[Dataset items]

────────

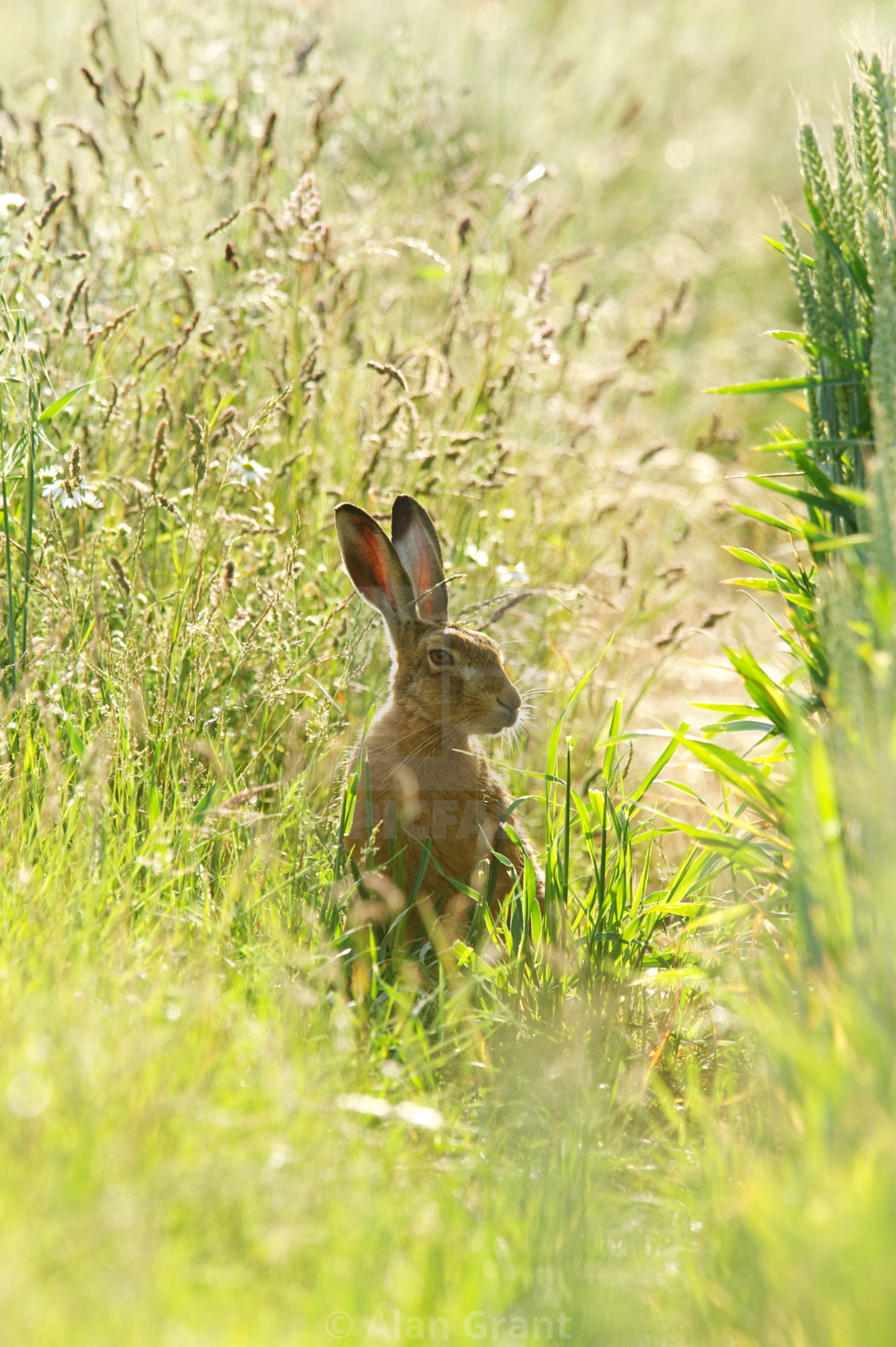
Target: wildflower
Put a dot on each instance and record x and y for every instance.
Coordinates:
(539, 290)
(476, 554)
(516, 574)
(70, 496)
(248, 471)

────────

#### Activity:
Transcribe every record above exactly, leaving out the pictures.

#### Written response:
Target: wildflower
Put a dot on each instance and record x and y for every instance.
Coordinates:
(539, 290)
(476, 554)
(516, 574)
(70, 496)
(248, 471)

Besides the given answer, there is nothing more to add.